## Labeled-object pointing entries

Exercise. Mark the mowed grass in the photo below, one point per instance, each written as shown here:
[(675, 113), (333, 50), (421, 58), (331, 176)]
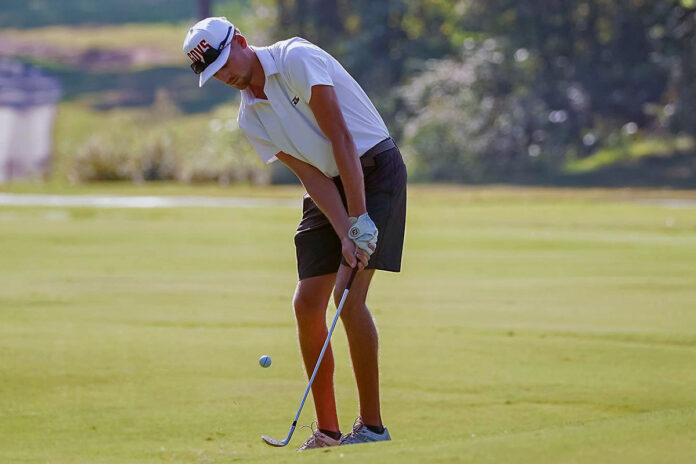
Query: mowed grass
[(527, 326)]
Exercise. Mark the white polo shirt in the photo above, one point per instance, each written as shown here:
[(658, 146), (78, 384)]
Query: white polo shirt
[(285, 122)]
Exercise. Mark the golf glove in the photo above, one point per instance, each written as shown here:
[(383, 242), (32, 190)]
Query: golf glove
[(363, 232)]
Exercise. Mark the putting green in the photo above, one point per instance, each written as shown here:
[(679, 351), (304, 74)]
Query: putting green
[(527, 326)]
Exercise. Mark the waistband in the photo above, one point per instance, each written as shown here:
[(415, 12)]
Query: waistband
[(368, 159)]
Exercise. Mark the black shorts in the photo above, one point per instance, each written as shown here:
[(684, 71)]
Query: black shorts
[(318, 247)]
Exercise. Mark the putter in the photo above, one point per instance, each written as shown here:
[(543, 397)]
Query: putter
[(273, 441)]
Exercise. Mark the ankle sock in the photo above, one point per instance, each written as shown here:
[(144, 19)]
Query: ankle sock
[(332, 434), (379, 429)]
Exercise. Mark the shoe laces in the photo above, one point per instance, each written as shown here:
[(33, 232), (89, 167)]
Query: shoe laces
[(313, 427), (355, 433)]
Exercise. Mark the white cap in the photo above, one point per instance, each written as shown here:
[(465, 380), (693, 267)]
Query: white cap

## What the task requires
Rewrite all the records with "one point per instance" swapped for "one point for each instance" everywhere it occurs, changing nothing else. Leave the pictures out.

## Task response
Exercise. Mark the mowed grass in the photo below, one point for each instance, each written as shown here:
[(675, 113), (333, 50), (421, 58), (331, 176)]
Query: mowed grass
[(527, 326)]
Exercise. Mark the white polo shirt in the photo above, one point for each instance, each written as shown here:
[(658, 146), (78, 384)]
Query: white polo shirt
[(285, 122)]
Exercise. Mark the golf glove in the photo above, one point for each instance, each written as shown here:
[(383, 242), (32, 190)]
Query: golf glove
[(363, 232)]
Exercise. Mark the putting green in the photo above, one point for each instance, each written as shown here:
[(679, 351), (304, 74)]
Query: putting green
[(527, 326)]
Exercise. Mark the waistband in the photo above, one point for each instance, each written as shown here:
[(415, 12)]
Query: waistband
[(368, 159)]
Exercise. Mark the black shorts in the photo above, one point for each instance, each written as shown here:
[(684, 71)]
Query: black shorts
[(318, 247)]
Exercise. Mark the putter in the photo above, one point for each instance, each written as shown here:
[(543, 397)]
Query: putter
[(273, 441)]
Exercise. Mark the ankle sock in the photo above, one point for each instance, each written as shown here:
[(144, 19)]
Query: ankle sock
[(332, 434), (379, 429)]
Exercise. Mark the shoe laces in the photo above, one point for each instance, each written as shown here:
[(33, 232), (89, 167)]
Query: shoe laces
[(313, 427), (355, 433)]
Exercise. Mark the white cap in the photo above, one point for each instance, each written as shown here:
[(465, 380), (693, 267)]
Query: white cap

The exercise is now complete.